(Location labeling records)

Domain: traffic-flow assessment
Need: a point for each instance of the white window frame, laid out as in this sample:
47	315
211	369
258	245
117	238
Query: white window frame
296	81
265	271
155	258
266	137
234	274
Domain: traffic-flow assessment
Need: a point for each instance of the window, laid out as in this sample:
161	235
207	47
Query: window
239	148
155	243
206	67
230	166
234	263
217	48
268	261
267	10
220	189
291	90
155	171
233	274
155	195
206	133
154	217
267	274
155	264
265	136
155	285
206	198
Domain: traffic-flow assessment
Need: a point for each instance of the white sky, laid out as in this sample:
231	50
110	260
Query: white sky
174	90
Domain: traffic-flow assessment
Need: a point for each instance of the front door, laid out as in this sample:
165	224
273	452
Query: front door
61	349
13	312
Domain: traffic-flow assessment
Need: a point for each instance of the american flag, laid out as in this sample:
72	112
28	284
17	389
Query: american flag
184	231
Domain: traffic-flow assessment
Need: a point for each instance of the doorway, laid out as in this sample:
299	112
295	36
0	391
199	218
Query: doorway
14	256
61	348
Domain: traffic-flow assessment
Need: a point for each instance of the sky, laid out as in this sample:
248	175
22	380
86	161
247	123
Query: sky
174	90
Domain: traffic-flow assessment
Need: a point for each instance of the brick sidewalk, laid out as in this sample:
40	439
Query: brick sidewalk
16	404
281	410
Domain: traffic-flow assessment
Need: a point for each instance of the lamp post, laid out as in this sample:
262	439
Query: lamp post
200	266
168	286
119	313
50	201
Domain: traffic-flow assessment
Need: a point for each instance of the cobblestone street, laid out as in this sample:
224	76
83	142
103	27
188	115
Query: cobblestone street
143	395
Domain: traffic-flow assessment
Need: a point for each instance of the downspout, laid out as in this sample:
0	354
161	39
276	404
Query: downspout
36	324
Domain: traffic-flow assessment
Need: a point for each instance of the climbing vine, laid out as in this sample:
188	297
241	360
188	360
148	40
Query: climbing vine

## Work instructions
Set every line of the listing down word for word.

## Output of the task
Domain: traffic-flow assessment
Need: a point for each instance of the white window frame, laid out as in this sample:
47	315
211	369
258	245
117	238
Query: white window frame
296	81
265	271
155	258
266	137
234	274
Domain: traffic-flow assessment
Need: a point for each instance of the window, laid out as in this sample:
161	235
207	47
Query: window
239	148
155	243
206	67
230	166
234	263
217	48
268	261
267	10
220	189
291	90
155	171
233	274
155	195
206	133
154	217
267	274
155	264
265	136
155	285
206	198
Domain: traffic-flow assessment
Need: a point for each instance of the white sky, laid out as in this sample:
231	50
110	260
Query: white sky
174	90
Domain: traffic-flow assessment
Need: a point for each instance of the front door, laid out as in this sample:
165	224
273	452
Query: front door
61	349
13	312
Domain: traffic-flow assessment
Need: a point for each instance of the american flag, laid out as in this sample:
72	112
28	284
17	389
Query: american flag
184	231
Domain: traffic-flow assessment
Need: a point for each instance of the doorway, laid out as in this sample:
299	112
295	36
0	391
199	218
Query: doorway
14	256
61	348
Domain: traffic-flow assessment
Need: a point for each instance of the sky, laid out as in this sample:
248	175
22	380
86	161
247	123
Query: sky
174	90
Domain: traffic-flow assessment
Need: a point for each instance of the brick sidewalk, laid out as in this sample:
40	439
Query: brick sidewalk
16	404
281	410
Domain: traffic-flow assessment
Need: a point for each instance of the lamp post, laid out as in this sample:
262	439
Query: lamp post
200	266
168	286
119	313
50	201
Domain: traffic-flow assessment
Need: a point for each instance of the cobblestone street, laid out as in this sample:
224	76
83	142
103	27
188	115
Query: cobblestone street
143	395
Domain: traffic-flow assessment
Need: a point for each instance of the downspout, laid out as in this sample:
0	354
161	39
276	404
Query: downspout
36	324
Domain: traffic-flow assessment
Need: a point for each instance of the climbing vine, laid out as in this sample:
188	297
241	360
188	360
148	40
Query: climbing vine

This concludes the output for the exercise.